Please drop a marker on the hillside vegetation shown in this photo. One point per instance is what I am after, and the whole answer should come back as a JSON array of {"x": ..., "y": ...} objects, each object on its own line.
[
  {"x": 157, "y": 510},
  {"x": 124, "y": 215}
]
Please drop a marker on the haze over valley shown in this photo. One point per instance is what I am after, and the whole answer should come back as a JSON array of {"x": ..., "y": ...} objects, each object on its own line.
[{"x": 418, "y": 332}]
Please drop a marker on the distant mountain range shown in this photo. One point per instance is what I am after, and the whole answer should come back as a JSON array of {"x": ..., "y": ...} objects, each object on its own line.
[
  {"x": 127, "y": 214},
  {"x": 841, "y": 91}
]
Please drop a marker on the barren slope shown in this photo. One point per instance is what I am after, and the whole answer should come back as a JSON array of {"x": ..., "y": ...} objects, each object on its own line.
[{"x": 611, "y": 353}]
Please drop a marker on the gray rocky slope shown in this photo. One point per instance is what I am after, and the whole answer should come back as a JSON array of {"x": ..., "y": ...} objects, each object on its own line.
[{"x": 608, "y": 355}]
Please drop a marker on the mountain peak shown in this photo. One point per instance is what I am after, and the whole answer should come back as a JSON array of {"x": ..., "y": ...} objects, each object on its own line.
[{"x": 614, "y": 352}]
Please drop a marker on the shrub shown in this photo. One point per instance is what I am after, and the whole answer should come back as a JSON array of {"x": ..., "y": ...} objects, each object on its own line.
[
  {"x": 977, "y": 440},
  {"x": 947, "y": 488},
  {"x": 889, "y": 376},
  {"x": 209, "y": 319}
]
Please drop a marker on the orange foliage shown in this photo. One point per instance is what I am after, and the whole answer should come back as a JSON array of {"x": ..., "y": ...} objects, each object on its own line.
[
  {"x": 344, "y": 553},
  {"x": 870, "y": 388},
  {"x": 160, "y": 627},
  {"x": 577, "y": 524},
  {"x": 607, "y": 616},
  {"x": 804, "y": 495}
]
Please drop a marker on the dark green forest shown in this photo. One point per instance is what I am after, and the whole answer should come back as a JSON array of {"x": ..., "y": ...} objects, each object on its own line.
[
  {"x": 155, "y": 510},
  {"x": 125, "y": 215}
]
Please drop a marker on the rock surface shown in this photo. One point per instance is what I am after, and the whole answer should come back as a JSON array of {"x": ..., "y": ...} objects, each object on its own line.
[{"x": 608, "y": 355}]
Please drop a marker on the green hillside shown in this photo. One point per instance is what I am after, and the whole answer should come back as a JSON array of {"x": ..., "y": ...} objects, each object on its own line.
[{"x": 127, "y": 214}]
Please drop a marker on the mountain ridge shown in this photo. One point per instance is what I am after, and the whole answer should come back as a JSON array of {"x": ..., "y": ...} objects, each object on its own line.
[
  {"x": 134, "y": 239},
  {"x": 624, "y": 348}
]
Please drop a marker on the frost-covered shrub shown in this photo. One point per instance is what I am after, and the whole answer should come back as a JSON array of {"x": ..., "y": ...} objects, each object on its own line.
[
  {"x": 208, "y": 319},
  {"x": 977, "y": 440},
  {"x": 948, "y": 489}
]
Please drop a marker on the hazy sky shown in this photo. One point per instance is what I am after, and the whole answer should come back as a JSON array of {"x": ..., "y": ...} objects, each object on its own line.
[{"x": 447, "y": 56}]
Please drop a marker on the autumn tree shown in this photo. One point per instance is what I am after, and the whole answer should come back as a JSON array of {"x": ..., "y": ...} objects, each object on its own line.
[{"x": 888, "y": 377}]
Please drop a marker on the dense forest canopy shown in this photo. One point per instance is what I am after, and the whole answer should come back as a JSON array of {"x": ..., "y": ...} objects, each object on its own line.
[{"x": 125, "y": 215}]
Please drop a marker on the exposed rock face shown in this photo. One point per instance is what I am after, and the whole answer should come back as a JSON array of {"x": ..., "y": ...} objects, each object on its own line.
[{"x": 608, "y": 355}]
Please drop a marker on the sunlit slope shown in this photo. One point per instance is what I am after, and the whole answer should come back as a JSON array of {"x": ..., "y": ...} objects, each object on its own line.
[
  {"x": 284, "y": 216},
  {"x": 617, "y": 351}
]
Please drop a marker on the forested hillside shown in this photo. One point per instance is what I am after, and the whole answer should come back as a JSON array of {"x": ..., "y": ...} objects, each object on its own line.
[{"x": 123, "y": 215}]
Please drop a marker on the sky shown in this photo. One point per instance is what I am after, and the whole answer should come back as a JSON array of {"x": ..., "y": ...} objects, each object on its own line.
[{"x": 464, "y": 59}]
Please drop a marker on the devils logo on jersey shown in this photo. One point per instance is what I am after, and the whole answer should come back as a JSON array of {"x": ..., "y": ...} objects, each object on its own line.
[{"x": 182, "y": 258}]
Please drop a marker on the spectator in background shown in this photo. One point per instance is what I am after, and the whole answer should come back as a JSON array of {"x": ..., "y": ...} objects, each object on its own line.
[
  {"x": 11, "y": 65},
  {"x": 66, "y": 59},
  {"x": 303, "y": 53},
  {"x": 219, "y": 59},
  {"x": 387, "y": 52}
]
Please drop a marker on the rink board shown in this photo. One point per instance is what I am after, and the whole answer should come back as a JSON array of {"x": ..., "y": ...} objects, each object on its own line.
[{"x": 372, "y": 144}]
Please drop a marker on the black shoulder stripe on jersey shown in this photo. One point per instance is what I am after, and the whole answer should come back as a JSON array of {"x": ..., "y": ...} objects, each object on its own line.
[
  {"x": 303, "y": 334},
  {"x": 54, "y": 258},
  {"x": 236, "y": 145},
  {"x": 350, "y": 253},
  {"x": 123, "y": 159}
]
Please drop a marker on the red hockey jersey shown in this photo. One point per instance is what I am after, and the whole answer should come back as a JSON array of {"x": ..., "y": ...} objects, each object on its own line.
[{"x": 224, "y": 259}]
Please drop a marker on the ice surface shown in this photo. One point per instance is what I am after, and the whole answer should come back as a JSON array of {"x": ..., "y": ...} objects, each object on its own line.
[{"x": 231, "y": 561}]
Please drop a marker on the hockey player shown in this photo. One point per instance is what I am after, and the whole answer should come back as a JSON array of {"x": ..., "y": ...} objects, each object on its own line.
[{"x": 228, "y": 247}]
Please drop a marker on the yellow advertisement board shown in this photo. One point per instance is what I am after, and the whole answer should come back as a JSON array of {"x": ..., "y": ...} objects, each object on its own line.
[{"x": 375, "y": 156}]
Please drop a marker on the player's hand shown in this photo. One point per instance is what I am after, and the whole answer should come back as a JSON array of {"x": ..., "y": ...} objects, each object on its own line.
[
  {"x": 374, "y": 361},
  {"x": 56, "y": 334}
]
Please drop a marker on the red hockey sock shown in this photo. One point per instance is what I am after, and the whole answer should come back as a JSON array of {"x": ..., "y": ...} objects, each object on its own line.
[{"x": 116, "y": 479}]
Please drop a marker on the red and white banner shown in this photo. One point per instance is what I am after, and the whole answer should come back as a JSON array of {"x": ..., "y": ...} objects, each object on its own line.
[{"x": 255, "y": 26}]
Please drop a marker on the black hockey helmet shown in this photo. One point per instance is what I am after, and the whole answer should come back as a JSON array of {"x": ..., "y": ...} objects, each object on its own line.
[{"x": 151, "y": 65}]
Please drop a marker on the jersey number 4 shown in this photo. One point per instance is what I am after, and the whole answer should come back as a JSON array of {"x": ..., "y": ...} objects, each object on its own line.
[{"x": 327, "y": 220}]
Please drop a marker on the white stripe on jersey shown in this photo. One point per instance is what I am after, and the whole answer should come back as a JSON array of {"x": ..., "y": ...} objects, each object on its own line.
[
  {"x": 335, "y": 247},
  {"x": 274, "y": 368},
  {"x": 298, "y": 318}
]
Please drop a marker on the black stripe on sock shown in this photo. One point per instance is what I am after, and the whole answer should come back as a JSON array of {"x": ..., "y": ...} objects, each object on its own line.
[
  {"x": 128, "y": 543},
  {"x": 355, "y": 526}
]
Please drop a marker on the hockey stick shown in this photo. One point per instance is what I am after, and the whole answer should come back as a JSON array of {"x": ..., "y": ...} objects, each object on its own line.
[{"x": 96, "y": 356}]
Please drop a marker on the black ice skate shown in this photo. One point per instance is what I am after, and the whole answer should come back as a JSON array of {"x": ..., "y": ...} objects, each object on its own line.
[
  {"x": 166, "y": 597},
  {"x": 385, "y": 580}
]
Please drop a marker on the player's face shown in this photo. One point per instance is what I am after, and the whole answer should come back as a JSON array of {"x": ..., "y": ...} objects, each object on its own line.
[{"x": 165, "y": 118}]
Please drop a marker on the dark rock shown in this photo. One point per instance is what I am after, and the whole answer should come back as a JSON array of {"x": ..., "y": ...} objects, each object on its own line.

---+---

Task goal: Quote every line from the line containing "Please drop a marker on the jersey" through the closing line of the listing, including both.

Exercise answer:
Please drop a marker on the jersey number 4 shown in this photo. One point per instance is what I am after, and the whole answer should come back as a JSON array of {"x": ..., "y": ...} objects, each object on its own line.
[{"x": 327, "y": 220}]
Please drop a marker on the white stripe on jersey shown in this photo. One point per instance is what I am after, and the whole answer should come back as a JSON array of {"x": ..., "y": ...} objects, each object on its own line.
[
  {"x": 335, "y": 247},
  {"x": 274, "y": 368},
  {"x": 298, "y": 318}
]
Please drop a marker on the black stripe on sock shown in this photo. One point per instance is what I am after, and the whole answer should come back as a JSON array of {"x": ..., "y": ...} objects, each object on its own line.
[
  {"x": 128, "y": 543},
  {"x": 355, "y": 526}
]
Please drop a marker on the hockey stick shown in this photo. One point per instance is what I am after, and the whole answer should come back as a JSON array of {"x": ..., "y": ...} objects, each object on its own line.
[{"x": 96, "y": 356}]
Please drop a marker on the black ice skate shown in this photo. One point per instance is what I am after, and the whole answer should come back as a JSON array of {"x": ..., "y": ...} objects, each object on its own line.
[
  {"x": 166, "y": 597},
  {"x": 385, "y": 580}
]
Please drop a marker on the player's face shown in this photo. One point per instance is what I am after, and the whole answer should come back as a JSON array of {"x": ..., "y": ...} objects, each object on its own line.
[{"x": 165, "y": 118}]
Please drop a marker on the dark rock shown in this photo. One point per instance is what I am after, and the whole answer should come back as a JSON array of {"x": ..., "y": ...} objects, each object on its own line.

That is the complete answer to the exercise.